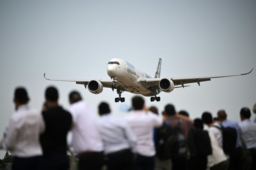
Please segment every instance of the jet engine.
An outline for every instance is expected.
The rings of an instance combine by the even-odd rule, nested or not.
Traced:
[[[159,81],[159,87],[164,92],[170,93],[174,89],[174,83],[169,78],[164,78]]]
[[[94,94],[99,94],[102,92],[103,85],[99,80],[91,80],[88,83],[88,90]]]

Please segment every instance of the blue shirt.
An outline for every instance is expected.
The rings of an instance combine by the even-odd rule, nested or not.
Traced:
[[[249,119],[244,120],[239,124],[241,136],[248,149],[256,148],[256,123]]]
[[[229,127],[235,129],[237,134],[237,142],[235,145],[235,148],[237,148],[242,146],[242,143],[240,140],[240,135],[241,133],[241,129],[238,125],[238,123],[234,121],[231,121],[228,120],[225,120],[221,122],[221,125],[224,128]]]

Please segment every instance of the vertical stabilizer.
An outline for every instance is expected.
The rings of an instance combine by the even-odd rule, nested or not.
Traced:
[[[155,75],[155,78],[160,78],[160,73],[161,72],[161,64],[162,64],[162,59],[159,58],[157,68],[156,69],[156,74]]]

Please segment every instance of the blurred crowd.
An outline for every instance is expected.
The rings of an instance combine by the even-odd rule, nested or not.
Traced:
[[[69,94],[68,110],[59,105],[56,87],[48,87],[45,94],[39,111],[28,105],[24,88],[15,90],[16,111],[1,141],[14,156],[14,170],[68,170],[70,148],[79,170],[101,170],[104,165],[108,170],[256,170],[256,118],[250,120],[249,108],[241,109],[239,122],[224,110],[216,117],[206,112],[192,120],[170,104],[160,114],[135,95],[128,115],[115,117],[101,102],[97,119],[77,91]]]

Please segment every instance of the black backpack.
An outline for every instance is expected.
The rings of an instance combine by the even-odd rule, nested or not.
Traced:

§ §

• [WORK REQUIRED]:
Copy out all of the records above word for word, leaving out the pictures.

• [WRITTEN ANSWER]:
Please segment every instance of the jet engine.
An outline for every instance is expected.
The rings of an instance combine by the even-odd rule, nested or not.
Traced:
[[[159,81],[159,87],[164,92],[170,93],[174,89],[174,83],[169,78],[164,78]]]
[[[94,94],[99,94],[102,92],[103,85],[99,80],[91,80],[88,83],[88,90]]]

Please segment every instance of the blue shirt.
An outline for every instance is expected.
The rings of an instance combine by the even-odd rule, nested or not.
Traced:
[[[249,119],[244,120],[239,124],[241,136],[248,149],[256,148],[256,123]]]
[[[229,127],[235,129],[237,134],[237,142],[235,145],[235,148],[237,148],[242,146],[242,143],[240,140],[240,135],[241,133],[241,129],[238,125],[238,123],[234,121],[231,121],[228,120],[225,120],[221,122],[221,125],[224,128]]]

Please segment every instance of the vertical stabilizer.
An outline for every instance is expected.
The rings of an instance combine by the even-odd rule, nested or not.
Traced:
[[[155,75],[155,78],[160,78],[160,73],[161,72],[161,64],[162,64],[162,59],[159,58],[157,68],[156,69],[156,74]]]

Please segment every instance of the blurred crowd.
An outline for every instance is expected.
The rings of an instance combine by the even-odd rule, nested or not.
Traced:
[[[69,94],[68,110],[59,105],[56,87],[48,87],[45,94],[39,111],[28,105],[24,88],[15,90],[16,111],[1,141],[14,156],[14,170],[68,170],[70,148],[79,170],[101,170],[104,165],[108,170],[256,170],[256,118],[250,120],[249,108],[241,109],[239,122],[224,110],[216,117],[206,112],[192,120],[170,104],[160,114],[135,95],[128,115],[115,117],[101,102],[97,119],[77,91]]]

Please segment every instance of the black backpack.
An outline for every instance is expected.
The rings of an instance combine by the even-odd rule, nested or not.
Traced:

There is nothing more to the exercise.